— start Supplied text —

Furthermore, the revised AMLA introduces a broad set of exemptions for real estate or corporate transactions deemed to present a "limited risk of money laundering or terrorism financing". These exemptions include, inter alia, transactions (i) connected with family, matrimonial, or inheritance law matters, or involving parties with economic or family ties; (ii) below CHF 5 Million, provided the purchase price is paid and received exclusively through Swiss banks or other regulated Swiss financial intermediaries subject to AMLA; and (iii) concerning the acquisition of residential property in Switzerland for personal use.

Lawyers and notaries as "advisors"

The main exclusion set forth in the revised AMLA concerns lawyers and notaries, who will not qualify as advisors when acting within the scope of judicial, administrative or arbitration proceedings. This exemption extends to advice related to the preparation, conduct or enforcement of such proceedings, fact-finding, the assessment of litigation risks or the prevention of potential proceedings.

Outside the scope of this exemption, lawyers and notaries qualifying as advisors will be required to file a suspicious activity report with the Money Laundering Reporting Office Switzerland ("MROS") if (i) the information available to them is not protected by professional secrecy within the meaning of Art 321 of the Swiss Criminal Code and (ii) they carry out a financial transaction in the name or on behalf of a client. This last condition is narrower that the one contained in the definition of "advisors": lawyers or notaries must only file a report with MROS where they carry out the financial transaction themselves, whereas they qualify as advisors as soon as they assist their clients with the financial transaction, for instance by providing legal advice.

In addition to the duty to report to MROS, advisors will have to comply with certain due diligence obligations applicable to financial intermediaries. These include verifying the client's identity, identifying the beneficial owner, determining and documenting the purpose and the goal of the contemplated transaction, and establishing an adequate organization framework for their activities, including internal controls and ongoing training on MLA matters.

Advisors will also be required to join a Self-regulatory Organisation ("SRO"), which will be responsible for monitoring and auditing their compliance with AMLA. To safeguard professional secrecy, inspections of lawyers or notaries by their respective SROs will have to be conducted by other lawyers or notaries.

The revised AMLA further provides for a specific procedure in case information protected by professional secrecy must be disclosed by advisors to their SROs: such disclosure may only occur if (i) objective grounds indicate a breach of due diligence obligations (e.g., inadequate internal regulation or training, failure to address deficiencies identified in a previous audit, or external information such as the opening of criminal or disciplinary proceedings) and (ii) professional secrecy has previously been lifted, either by a court or by the advisor's client. Of note, the amended AMLA designates the Compulsory Measures Court as the competent court to lift professional secrecy – a surprising choice, since this court's function is mainly to review investigating measures ordered by criminal prosecuting authorities.

— end Supplied text —
— start Entries supplied —

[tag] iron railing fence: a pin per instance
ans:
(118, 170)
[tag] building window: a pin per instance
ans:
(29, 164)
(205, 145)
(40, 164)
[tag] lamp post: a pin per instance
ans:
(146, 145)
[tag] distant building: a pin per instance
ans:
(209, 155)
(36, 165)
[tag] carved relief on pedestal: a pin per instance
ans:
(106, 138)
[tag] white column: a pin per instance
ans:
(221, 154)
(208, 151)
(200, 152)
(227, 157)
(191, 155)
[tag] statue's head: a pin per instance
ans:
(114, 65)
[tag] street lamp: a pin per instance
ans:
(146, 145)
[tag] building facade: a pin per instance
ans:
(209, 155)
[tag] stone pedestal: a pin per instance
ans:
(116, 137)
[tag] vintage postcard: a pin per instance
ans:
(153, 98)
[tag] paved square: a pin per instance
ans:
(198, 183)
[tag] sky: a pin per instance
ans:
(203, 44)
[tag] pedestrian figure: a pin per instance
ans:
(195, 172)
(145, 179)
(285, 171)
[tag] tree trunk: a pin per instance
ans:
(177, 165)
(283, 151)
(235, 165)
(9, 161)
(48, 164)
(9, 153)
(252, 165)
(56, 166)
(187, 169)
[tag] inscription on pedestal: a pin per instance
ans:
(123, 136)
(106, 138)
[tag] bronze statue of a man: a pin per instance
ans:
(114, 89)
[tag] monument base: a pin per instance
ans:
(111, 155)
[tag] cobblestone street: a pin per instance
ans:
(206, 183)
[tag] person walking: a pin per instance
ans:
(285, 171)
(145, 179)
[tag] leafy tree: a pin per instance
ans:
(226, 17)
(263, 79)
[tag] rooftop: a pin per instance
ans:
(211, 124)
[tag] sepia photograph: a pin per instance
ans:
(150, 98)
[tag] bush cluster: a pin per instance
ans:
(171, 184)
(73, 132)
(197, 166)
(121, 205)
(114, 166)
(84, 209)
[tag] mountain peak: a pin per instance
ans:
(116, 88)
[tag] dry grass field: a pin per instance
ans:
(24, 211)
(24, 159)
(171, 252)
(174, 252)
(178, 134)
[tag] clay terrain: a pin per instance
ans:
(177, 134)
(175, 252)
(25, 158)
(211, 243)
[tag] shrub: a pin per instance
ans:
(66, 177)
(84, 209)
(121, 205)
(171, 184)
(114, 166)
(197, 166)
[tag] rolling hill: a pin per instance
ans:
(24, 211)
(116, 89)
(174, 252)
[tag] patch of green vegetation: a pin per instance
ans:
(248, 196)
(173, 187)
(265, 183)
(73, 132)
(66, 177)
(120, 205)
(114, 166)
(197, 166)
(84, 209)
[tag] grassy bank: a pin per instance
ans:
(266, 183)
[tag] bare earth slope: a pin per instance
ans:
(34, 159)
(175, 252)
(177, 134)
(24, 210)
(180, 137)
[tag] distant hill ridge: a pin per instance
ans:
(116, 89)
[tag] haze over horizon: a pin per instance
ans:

— end Entries supplied —

- _What is asked_:
Answer these questions using the text on the revised AMLA, writing each answer on its own line and numbering it to match its question.
1. What is the purchase price threshold for the exemption that requires payment exclusively through Swiss banks or other regulated Swiss financial intermediaries?
2. Who must conduct inspections of lawyers or notaries by their respective SROs?
3. Which court does the amended AMLA designate as competent to lift professional secrecy?
The records have no connection to the text on the revised AMLA.

- _Finished task_:
1. CHF 5 Million.
2. Other lawyers or notaries.
3. The Compulsory Measures Court.